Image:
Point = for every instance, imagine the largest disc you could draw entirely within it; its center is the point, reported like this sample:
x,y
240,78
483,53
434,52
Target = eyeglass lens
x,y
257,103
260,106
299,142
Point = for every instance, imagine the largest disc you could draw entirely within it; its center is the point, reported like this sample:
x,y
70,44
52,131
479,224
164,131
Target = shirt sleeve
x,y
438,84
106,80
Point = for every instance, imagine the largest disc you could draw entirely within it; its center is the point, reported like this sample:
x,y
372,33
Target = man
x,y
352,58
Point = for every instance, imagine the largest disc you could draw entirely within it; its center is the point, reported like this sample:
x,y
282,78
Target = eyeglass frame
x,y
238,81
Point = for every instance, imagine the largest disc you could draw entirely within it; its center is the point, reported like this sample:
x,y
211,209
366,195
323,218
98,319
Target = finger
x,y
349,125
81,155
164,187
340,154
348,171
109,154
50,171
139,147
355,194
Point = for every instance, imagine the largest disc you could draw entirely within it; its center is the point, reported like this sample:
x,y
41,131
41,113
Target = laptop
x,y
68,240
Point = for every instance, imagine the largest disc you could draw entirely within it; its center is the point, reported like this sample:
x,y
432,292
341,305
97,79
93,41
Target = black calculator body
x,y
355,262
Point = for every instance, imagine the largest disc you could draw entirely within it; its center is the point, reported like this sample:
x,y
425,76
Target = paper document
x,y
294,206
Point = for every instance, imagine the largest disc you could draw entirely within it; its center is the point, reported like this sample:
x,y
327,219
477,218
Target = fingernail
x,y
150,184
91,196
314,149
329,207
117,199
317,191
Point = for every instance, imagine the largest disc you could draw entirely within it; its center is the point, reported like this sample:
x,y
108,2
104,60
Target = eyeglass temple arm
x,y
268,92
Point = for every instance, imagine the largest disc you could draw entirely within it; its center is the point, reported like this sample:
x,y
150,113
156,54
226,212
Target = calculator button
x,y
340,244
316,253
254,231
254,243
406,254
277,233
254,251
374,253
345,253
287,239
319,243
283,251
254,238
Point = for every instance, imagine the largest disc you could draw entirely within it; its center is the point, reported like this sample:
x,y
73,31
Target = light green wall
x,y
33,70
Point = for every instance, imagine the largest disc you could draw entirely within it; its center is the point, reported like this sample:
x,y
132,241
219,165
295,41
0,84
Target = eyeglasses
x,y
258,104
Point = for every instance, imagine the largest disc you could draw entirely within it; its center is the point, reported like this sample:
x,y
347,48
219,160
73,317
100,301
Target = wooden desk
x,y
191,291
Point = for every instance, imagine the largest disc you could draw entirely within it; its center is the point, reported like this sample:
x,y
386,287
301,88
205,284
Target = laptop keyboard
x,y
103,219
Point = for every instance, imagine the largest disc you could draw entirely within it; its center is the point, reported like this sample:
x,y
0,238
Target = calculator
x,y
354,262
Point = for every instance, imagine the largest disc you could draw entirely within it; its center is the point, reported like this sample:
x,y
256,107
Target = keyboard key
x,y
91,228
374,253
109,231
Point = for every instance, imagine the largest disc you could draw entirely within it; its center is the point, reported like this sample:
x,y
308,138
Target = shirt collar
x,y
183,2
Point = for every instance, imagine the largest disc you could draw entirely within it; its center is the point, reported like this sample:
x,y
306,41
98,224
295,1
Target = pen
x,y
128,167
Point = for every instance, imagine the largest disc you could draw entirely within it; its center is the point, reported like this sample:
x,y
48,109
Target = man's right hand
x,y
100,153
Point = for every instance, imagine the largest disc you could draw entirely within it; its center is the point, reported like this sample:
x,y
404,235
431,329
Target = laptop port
════════════════════
*Task prompt*:
Write out the material once more so that every line matches exactly.

*Response for this exercise*:
Image:
Point = for every instance, imagine the largest disc you could draw entirely within it; its center is the point, reported like this sample:
x,y
240,78
483,53
434,52
Target = eyeglass lens
x,y
257,103
260,106
299,142
Point = for every instance, imagine the largest disc you could draw entirely within it; its center is the point, reported like this sample:
x,y
70,44
52,131
479,224
164,131
Target = shirt sleeve
x,y
438,84
106,80
Point = for every instance, imagine the largest disc you could draw entirely within it; its center is the point, reported like this sample:
x,y
372,33
Target = man
x,y
352,58
Point = for every instance, imagine the largest disc you could draw entirely within it; its center is the point, reported like this sample:
x,y
282,78
Target = eyeglass frame
x,y
238,81
Point = for every instance, imagine the largest disc you could draw entirely within it; its center is the point, reported like this sample:
x,y
211,209
366,195
323,218
98,319
Target = finger
x,y
349,125
81,155
164,187
340,154
348,171
109,154
50,171
139,147
355,194
Point = for every instance, imagine the largest disc you could draw entirely within it; its center is the point, reported like this sample:
x,y
41,131
41,113
Target = laptop
x,y
68,240
Point = for every instance, imagine the largest disc you could draw entirely within it; its center is the point, reported like this sample:
x,y
432,292
341,305
97,79
93,41
Target = black calculator body
x,y
355,262
Point = for every instance, imagine the largest disc you could draw entirely within it; its center is the point, reported like this sample:
x,y
425,76
Target = paper document
x,y
294,206
Point = for every instance, imagine the largest disc you could draw entirely within it; its center is the point, reported like this sample:
x,y
327,219
477,218
Target = fingernail
x,y
150,184
91,196
314,149
329,207
117,199
317,191
Point = for every instance, imagine the largest disc you could draw entirely within it; its center is the point, reported like this sample:
x,y
108,2
104,60
Target = eyeglass temple arm
x,y
268,92
Point = for every instance, imagine the largest disc you could draw entirely within it; its center is the point, reported like this sample:
x,y
150,113
156,54
226,212
Target = calculator button
x,y
340,244
316,253
254,231
254,243
406,254
277,233
254,251
374,253
345,253
287,239
319,243
283,251
254,238
Point = for every instance, imagine the largest disc you could draw entirely within it; its center is the point, reported like this sample:
x,y
73,31
Target = light green wall
x,y
33,70
Point = for every instance, imagine the largest disc you could draw entirely within it; its center is the point, reported like this sample:
x,y
132,241
219,165
295,41
0,84
Target = eyeglasses
x,y
258,104
Point = for every instance, imagine the largest disc you could draw entirely within it; its center is the point, reported like this sample:
x,y
347,48
219,160
73,317
100,301
Target = wooden desk
x,y
191,291
Point = for every instance, imagine the largest disc you could draw entirely within it; its center is the point, reported like this sample:
x,y
386,287
301,88
205,284
Target = laptop keyboard
x,y
103,219
Point = for every instance, imagine the largest disc you could draw entirely within it; its center is the point, reported like this sample:
x,y
0,238
Target = calculator
x,y
354,262
Point = for every instance, imagine the largest disc you could draw entirely within it; its center is the point, reported like this sample:
x,y
256,107
Target = keyboard key
x,y
91,228
374,253
109,231
Point = for every instance, imagine the largest disc you could draw entirely within it; its center is the point, reported like this sample:
x,y
308,138
Target = shirt collar
x,y
183,2
Point = for every instance, imagine the largest disc you could draw entirely within it; its center is the point, reported like this sample:
x,y
306,41
98,224
295,1
Target = pen
x,y
128,167
Point = for every instance, imagine the largest disc you could draw entirely within it; its center is the point, reported like this sample:
x,y
48,109
Target = man's right hand
x,y
100,153
Point = for every instance, imagine the largest disc you could draw entirely within it; its center is the point, reported like this sample:
x,y
404,235
431,329
Target = laptop port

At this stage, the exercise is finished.